Surprisingly, the modified protocol was shown to be highly rewardable to result in a final yield of as high as 610 mg/L of bFGF, e.g., at 5 h after entering the “pending period” (FIG. 3A), which was 1.6 times higher than that derived from the same transformant grown in shake flasks (FIG. 2). The high levels of bFGF expressed did not seem to impose obvious harmful effect on either cell growth or the quality of bFGF, which remained soluble and bioactive (FIG. 5) throughout the fermentation process (FIG. 3A). During the “pending period”, bFGF was progressively released from the lysed cells to the culture medium. The supernatant samples collected at latter time points were shown to provide an impressive source of bFGF, in terms of not only quantity [representing about one-fifth of the overall bFGF yield (FIG. 2 and FIG. 3A)], but also quality, which contained comparatively “purer” bFGF with lower levels of host cell protein contamination.

Despite employing the refined fermentation protocol, JM101 [pWK3R] (FIG. 3B) did not obtain the same extent of improvement in total bFGF yield as that shown by JM101 [pWK311ROmpAd] (FIG. 3A). Apparently, only one copy of the bfgf gene harbored by pWK3R and low cell viabilities of JM101 [pWK3R] (FIG. 3B), which were 100 times lower than those of JM101 [pWK311ROmpAd] at later growth points (FIG. 3A), significantly affected the performance of JM101 [pWK3R] in bFGF expression. Although the highest total yield of JM101 [pWK3R] upon fermentation was over 200 mg/ml (FIG. 3B), which was 2 times higher than the same clone grown in shake flasks (FIG. 2), the level was 3 times lower than that of JM101 [pWK311ROmpAd] grown under the same fermentative conditions (FIG. 3A).

*Data for analysis*:
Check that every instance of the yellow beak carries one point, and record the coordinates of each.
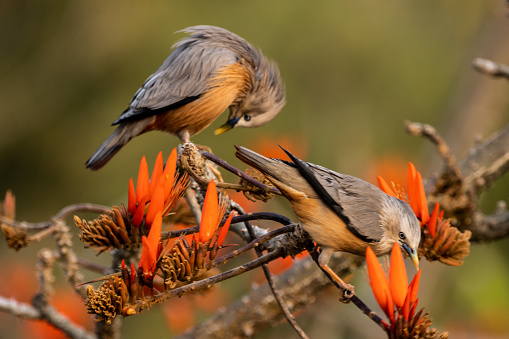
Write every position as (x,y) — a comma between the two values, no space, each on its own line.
(226,127)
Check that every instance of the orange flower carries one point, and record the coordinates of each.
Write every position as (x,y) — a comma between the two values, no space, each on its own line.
(398,281)
(378,281)
(212,214)
(394,296)
(151,248)
(160,192)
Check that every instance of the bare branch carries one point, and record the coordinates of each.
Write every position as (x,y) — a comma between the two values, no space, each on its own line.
(492,68)
(298,287)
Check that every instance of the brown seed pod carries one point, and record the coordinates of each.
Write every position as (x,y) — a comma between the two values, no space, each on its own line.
(449,245)
(16,237)
(108,300)
(414,328)
(103,234)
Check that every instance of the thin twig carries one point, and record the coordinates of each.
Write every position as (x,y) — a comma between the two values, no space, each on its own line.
(492,68)
(429,132)
(63,213)
(284,308)
(205,283)
(239,173)
(354,299)
(236,219)
(253,244)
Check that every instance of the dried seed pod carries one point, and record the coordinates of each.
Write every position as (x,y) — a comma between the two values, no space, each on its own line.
(16,237)
(103,233)
(196,162)
(416,327)
(108,300)
(252,192)
(449,245)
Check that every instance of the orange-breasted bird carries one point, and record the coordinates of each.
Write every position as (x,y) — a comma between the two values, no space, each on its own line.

*Tasks*:
**a)** In the bFGF fermentation text, what final bFGF yield did the modified protocol reach?
**b)** Which distinct figures does the bFGF fermentation text cite? List every one.
**c)** Carry on the bFGF fermentation text after its last sentence.
The data has no connection to the bFGF fermentation text.

*Results*:
**a)** As high as 610 mg/L of bFGF.

**b)** FIG. 2, FIG. 3A, FIG. 3B, FIG. 5

**c)**
In the course leading to the present invention, despite a variety of possible microbial systems which could be tried for production of useful recombinant proteins, the inventors have determined that E. coli is to be used for the expression of pharmaceutically important proteins, including a wide range of growth hormones and factors. Applying both excretion and intein-mediated expression systems, the inventors have unexpectedly achieved recombinant simultaneous production of two important skin growth factors, EGF and bFGF, as authentic proteins in E. coli⁹. Interestingly, using the latter approach, both independent and cleaved EGF and bFGF were detected not only in the culture medium, but also in the cytoplasm. Moreover, since both EGF and bFGF were identified as precisely processed products detached from their fusion intein partner, VMA, the results support the interpretation that their precursors/intermediates existed likely in soluble forms, which remained auto-cleavable to yield EGF and bFGF. The same approach has also been employed for co-expression and auto-or self-cleavages of fusion products formed between different inteins and widely dissimilar proteins. The products were also found to be free from undesirable modification at the C- or N-terminal, or truncation.

During the course of the present invention of producing authentic bFGF, the inventors had also investigated the effects of two structural modifications: (i) deletion of the ompA leader sequence, and (ii) doubling the copy number of the DNA fusion formed between vma and the bfgf gene, on improving bFGF expression. It was unexpectedly found that both changes had a positive impact on the production of bFGF (FIG. 2). Moreover, when the two modifications were both introduced into pWK311ROmpAd (FIG. 1), the changes resulted in a much better yield of bFGF (FIG. 2). This is unexpected because conventionally the use of the ompA leader sequence was considered as essential as far as effecting excretion or secretion is concerned. The attempt of doing away with the ompA leader sequence still allows the excretion or secretion.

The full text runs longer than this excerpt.